Point localization data
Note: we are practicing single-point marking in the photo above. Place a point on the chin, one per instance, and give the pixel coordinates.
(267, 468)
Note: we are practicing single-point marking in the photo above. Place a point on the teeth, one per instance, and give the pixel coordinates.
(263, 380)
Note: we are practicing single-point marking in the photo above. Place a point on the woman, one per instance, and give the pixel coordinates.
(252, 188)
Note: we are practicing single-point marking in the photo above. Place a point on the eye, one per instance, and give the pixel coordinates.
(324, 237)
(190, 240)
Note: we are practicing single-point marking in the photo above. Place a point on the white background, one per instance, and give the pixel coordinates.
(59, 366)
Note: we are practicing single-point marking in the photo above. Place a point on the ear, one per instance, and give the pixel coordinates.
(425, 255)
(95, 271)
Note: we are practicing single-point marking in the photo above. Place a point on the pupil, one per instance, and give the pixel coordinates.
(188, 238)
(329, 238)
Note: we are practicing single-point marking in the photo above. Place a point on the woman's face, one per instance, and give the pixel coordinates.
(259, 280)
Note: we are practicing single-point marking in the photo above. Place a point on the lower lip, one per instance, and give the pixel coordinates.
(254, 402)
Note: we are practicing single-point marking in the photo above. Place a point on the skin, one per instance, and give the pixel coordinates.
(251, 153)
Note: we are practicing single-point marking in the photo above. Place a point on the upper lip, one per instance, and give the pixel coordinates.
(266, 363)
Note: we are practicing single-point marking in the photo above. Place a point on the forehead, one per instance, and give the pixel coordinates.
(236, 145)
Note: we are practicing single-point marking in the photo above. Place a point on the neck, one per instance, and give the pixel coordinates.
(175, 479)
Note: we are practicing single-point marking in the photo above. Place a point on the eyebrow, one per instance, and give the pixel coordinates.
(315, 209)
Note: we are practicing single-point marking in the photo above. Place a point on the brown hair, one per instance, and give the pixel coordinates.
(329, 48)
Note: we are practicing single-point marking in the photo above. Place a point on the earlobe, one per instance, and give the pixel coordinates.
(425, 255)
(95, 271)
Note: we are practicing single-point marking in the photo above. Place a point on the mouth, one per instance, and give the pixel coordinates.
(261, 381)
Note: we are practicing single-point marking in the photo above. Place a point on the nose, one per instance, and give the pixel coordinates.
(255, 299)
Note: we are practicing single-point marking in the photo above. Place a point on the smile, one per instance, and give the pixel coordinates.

■ **The problem**
Retype every record exactly, omitting nothing.

■ **Solution for this problem**
Note: we are practicing single-point marking in the photo above. Place a point on the chin, one per instance, and give the pixel coordinates.
(267, 468)
Note: we are practicing single-point marking in the photo above. Place a point on the teeth, one per instance, and give the pixel coordinates.
(263, 380)
Note: we are practicing single-point marking in the photo above. Place a point on the woman, one per instance, and give the pixel coordinates.
(252, 188)
Note: we are practicing single-point marking in the photo above. Place a point on the eye, one per instance, and give the pixel coordinates.
(324, 237)
(190, 240)
Note: we are practicing single-point marking in the photo above. Place a point on the white background, one per instance, and give the pixel coordinates.
(59, 366)
Note: we are practicing single-point marking in the photo above. Place a point on the ear, one per instance, and give the pixel coordinates.
(425, 255)
(95, 271)
Note: we are practicing single-point marking in the photo above. Place a point on the pupil, one per instance, and give the pixel coordinates.
(188, 238)
(329, 238)
Note: we are practicing single-point marking in the photo above. Place a point on the woman's face, one per instance, and give the pixel coordinates.
(259, 280)
Note: we are practicing single-point marking in the photo above. Place a point on the lower lip, one per instance, and give the pixel coordinates.
(254, 402)
Note: we are practicing single-point marking in the photo above. Place a point on the skin, one per instance, and give the pixel coordinates.
(251, 153)
Note: we are practicing single-point marking in the photo above. Place a point on the upper lip, one per instance, and give the pixel coordinates.
(266, 363)
Note: we are practicing single-point marking in the photo above. Place a point on the forehead, one per instance, and give the pixel coordinates.
(236, 145)
Note: we are practicing single-point marking in the photo above. Place a point on the neck, one per instance, and give the pixel coordinates.
(175, 479)
Note: we are practicing single-point marking in the photo above. Place a point on the eyebrow, one per instance, and give the pixel coordinates.
(315, 209)
Note: we are practicing single-point marking in the photo above. Place a point on the brown hair, one per instance, and give the pixel coordinates.
(329, 48)
Note: we are practicing single-point marking in the photo above. Place a point on the earlobe, one per instance, and give the pixel coordinates.
(425, 255)
(95, 271)
Note: we are practicing single-point marking in the photo above. Place a point on the mouth, one per instance, and give the pixel coordinates.
(261, 381)
Note: we are practicing single-point marking in the photo above. Place a point on the nose, one per instance, and give the pixel coordinates.
(255, 299)
Note: we are practicing single-point marking in the photo above. Place a point on the smile, one per instance, and give the pixel coordinates.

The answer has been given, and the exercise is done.